Begin at the line that has "For the dataset, pick out the hanging" and stop after the last line of the listing. Reproduce that span with "lamp post" swapped for "light pole", and leave everything else unchanged.

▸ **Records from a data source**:
<<<<
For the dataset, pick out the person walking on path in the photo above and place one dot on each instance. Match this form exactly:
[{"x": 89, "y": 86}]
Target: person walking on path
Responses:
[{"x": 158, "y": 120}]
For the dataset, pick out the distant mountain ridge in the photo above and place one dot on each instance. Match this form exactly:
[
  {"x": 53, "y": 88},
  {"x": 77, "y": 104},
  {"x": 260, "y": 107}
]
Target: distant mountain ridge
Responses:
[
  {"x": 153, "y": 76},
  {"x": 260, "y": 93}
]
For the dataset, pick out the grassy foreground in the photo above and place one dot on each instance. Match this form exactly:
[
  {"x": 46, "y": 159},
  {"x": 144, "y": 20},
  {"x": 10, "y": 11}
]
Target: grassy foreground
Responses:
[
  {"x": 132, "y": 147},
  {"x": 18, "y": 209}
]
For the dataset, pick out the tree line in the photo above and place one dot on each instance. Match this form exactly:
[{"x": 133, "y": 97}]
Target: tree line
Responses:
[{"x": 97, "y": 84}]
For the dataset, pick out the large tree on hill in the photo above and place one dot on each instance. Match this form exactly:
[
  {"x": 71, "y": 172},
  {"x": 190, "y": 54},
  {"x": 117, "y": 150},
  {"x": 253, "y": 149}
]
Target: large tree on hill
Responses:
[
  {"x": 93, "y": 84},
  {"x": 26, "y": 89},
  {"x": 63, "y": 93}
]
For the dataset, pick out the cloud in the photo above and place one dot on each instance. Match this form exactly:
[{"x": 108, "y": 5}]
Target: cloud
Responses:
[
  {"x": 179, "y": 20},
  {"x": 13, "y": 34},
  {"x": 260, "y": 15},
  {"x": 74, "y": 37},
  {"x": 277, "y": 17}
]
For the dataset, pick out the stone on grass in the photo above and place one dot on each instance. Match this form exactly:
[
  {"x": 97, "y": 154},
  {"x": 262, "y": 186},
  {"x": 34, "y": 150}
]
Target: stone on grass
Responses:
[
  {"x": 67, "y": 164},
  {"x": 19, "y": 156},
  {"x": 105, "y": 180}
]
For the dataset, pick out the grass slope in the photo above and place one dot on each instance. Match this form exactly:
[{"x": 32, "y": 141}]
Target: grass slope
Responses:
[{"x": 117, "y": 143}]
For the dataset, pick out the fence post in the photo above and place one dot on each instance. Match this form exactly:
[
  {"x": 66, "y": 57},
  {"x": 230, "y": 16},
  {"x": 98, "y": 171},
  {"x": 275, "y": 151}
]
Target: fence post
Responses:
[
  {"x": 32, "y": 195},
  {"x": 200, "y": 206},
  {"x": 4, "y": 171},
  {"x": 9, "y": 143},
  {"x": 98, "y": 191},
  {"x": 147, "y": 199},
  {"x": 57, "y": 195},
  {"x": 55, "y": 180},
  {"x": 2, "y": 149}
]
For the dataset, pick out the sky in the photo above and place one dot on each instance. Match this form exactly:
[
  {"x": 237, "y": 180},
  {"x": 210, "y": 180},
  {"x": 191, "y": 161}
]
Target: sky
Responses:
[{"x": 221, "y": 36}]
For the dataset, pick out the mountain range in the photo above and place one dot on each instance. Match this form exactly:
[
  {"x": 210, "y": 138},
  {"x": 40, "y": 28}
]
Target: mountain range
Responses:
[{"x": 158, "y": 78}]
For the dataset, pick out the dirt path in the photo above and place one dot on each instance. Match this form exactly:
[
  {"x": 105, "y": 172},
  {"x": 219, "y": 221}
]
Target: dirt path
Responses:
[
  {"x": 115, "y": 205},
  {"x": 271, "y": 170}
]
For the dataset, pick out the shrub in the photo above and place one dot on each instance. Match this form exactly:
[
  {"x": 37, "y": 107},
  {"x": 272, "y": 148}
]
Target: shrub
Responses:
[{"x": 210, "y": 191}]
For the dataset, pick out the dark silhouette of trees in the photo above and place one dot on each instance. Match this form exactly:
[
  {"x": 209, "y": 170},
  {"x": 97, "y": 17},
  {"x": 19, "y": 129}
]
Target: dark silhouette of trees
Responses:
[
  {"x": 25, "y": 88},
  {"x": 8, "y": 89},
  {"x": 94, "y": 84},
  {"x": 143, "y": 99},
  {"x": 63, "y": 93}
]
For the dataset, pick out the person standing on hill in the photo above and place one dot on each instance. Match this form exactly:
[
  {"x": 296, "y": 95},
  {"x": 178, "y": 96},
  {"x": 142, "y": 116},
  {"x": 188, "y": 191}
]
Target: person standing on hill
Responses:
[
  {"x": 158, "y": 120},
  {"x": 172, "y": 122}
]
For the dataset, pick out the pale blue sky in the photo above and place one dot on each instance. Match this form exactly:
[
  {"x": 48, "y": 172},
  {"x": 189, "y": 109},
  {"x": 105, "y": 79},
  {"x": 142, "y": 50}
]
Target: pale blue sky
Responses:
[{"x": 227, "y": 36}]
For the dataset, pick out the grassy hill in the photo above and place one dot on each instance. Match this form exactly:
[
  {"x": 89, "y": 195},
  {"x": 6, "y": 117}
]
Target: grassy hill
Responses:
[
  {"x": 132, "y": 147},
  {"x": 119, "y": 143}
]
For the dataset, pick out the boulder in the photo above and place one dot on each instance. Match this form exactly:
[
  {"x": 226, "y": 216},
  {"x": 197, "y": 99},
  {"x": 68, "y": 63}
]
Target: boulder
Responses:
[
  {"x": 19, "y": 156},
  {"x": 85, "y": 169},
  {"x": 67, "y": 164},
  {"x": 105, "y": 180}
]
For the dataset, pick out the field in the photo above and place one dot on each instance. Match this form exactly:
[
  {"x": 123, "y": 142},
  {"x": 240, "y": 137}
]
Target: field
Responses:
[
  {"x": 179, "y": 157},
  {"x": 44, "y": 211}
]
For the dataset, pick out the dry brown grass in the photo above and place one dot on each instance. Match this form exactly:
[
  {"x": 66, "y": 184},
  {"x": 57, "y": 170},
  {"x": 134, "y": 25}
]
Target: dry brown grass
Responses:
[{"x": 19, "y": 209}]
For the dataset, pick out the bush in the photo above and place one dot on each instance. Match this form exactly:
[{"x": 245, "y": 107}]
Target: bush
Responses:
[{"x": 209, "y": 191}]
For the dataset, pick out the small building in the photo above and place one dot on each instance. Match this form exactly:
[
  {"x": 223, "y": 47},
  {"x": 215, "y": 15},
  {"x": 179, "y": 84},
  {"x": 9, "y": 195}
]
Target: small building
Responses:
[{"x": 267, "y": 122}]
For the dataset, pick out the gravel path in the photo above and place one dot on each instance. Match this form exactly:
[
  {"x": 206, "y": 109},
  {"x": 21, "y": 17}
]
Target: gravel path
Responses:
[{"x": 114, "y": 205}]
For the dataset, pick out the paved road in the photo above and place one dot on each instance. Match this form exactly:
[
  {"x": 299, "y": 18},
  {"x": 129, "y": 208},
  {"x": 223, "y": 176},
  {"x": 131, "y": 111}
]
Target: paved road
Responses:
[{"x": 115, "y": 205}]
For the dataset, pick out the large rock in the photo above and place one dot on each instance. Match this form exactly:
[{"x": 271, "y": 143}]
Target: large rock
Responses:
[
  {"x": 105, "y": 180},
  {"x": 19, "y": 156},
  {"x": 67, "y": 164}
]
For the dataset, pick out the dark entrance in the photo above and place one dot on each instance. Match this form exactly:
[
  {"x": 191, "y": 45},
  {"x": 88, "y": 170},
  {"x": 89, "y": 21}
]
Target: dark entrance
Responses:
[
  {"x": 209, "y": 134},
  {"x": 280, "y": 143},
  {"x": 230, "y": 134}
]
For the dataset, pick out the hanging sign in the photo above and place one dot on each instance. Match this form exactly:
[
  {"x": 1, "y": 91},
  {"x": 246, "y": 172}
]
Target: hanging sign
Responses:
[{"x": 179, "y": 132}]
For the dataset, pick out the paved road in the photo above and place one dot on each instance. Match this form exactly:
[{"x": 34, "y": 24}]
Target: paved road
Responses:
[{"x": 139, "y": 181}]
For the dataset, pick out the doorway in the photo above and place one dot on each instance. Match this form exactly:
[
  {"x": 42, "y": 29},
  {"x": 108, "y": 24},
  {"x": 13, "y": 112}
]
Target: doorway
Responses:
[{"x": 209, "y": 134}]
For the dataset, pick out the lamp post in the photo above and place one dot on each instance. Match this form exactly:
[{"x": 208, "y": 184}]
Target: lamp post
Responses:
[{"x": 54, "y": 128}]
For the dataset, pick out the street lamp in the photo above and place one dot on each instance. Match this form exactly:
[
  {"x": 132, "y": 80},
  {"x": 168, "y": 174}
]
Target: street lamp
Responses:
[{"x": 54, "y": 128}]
>>>>
▸ **ANSWER TO THIS PROBLEM**:
For the dataset, pick out the hanging sign in the photo above and place one dot on each instance. Match this form exactly:
[
  {"x": 1, "y": 91},
  {"x": 246, "y": 172}
]
Target: hanging sign
Responses:
[{"x": 179, "y": 132}]
For the dataset, pick out the paved road in the photo above and place one dot on each instance. Match this form exactly:
[{"x": 34, "y": 24}]
Target: paved road
Responses:
[{"x": 139, "y": 181}]
For the dataset, pick out the doorway in the photo above and place one dot on each instance. Match this form exactly:
[
  {"x": 42, "y": 29},
  {"x": 108, "y": 24},
  {"x": 13, "y": 112}
]
Target: doorway
Responses:
[{"x": 209, "y": 134}]
For the dataset, pick out the light pole in the photo above and place one dot on each instance. Match this form exactly:
[{"x": 208, "y": 184}]
Target: light pole
Responses:
[{"x": 54, "y": 128}]
For the dataset, pick out the street lamp in the photo above and place one dot on each instance. Match this form exactly:
[
  {"x": 132, "y": 80},
  {"x": 168, "y": 174}
]
Target: street lamp
Responses:
[{"x": 54, "y": 128}]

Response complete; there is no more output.